— Start GIVEN DATA —

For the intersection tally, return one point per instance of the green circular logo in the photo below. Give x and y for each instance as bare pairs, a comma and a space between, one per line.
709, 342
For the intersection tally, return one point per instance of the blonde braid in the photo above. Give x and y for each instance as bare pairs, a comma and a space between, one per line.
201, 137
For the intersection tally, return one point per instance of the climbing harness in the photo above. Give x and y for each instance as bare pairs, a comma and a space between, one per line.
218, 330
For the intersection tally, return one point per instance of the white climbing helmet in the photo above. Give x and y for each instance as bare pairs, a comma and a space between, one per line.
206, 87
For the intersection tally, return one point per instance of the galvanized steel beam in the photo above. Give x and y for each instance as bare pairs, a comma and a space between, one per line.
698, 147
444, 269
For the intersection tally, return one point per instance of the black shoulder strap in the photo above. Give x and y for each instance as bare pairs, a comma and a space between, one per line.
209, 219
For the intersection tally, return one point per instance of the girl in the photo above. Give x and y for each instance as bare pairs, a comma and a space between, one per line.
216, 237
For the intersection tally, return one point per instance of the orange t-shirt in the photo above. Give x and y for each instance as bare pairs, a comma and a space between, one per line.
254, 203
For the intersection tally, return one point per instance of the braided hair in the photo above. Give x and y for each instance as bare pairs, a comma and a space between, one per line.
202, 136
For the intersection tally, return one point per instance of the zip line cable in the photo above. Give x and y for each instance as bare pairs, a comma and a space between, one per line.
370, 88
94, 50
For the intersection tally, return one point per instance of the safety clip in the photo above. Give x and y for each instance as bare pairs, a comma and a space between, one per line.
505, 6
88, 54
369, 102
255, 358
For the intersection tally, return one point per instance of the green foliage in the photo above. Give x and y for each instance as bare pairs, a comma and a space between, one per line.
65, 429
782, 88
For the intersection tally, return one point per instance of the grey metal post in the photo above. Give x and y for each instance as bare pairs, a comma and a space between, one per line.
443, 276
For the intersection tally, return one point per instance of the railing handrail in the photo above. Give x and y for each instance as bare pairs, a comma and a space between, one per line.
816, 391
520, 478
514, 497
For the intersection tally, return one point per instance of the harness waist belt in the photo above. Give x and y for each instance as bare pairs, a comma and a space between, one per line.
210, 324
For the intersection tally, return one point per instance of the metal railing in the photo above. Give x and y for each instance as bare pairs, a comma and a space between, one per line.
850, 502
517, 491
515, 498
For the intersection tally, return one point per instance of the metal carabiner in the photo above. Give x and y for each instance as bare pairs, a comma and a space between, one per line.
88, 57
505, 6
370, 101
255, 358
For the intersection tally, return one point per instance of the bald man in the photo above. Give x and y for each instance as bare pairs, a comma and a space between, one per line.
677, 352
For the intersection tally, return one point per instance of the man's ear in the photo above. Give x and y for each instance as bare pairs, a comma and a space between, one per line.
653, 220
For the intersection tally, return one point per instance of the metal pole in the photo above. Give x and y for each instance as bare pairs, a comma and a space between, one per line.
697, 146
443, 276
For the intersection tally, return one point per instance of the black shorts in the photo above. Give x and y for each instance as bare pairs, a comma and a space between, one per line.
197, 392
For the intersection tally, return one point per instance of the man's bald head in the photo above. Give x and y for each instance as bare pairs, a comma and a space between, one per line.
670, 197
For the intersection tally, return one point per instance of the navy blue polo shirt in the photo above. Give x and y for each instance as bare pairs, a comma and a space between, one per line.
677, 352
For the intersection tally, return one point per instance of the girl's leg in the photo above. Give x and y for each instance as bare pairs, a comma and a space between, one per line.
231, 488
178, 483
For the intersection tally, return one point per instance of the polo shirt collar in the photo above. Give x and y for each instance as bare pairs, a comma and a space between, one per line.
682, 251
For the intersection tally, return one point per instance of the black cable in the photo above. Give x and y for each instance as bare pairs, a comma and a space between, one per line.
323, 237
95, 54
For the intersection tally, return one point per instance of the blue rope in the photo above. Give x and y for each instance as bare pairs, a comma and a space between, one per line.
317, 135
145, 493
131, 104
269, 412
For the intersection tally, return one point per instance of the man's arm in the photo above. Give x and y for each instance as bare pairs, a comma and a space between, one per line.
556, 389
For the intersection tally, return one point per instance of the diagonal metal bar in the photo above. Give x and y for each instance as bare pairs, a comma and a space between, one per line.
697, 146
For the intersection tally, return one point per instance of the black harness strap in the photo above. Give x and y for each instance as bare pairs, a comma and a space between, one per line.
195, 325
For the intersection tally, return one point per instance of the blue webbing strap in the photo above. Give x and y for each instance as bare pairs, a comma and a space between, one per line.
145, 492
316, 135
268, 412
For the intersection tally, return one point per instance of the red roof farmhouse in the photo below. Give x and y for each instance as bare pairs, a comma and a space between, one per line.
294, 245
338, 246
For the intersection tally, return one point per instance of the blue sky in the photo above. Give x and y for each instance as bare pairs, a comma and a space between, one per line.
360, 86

— End GIVEN DATA —

• AIM OF THE EXERCISE:
Can you quote the data above word for word, starting at the line with "the black harness" and continuing through the last line of the data, with both of those lines included?

• COMPLETE ANSWER:
For the intersection tally, return one point per instance of the black harness strap in the photo above. Give x and y for each instance as bare pairs, a comma and a space between, one per line.
195, 325
For the intersection tally, return one point per instance of the blue webbing strap in the photo above. Give x and y for each instance as bare pairs, a comma and a space between, one per line.
145, 492
316, 135
268, 412
For the intersection tally, return one point per instance of the red roof farmhouse in the photo below. Give x and y for each instance as bare pairs, a comma and a space between, one per line.
294, 245
338, 246
For the intersection tally, return one point per instance of the blue sky in the photo above. Give x and y for each instance as bare pairs, a comma and a space between, one per line.
360, 86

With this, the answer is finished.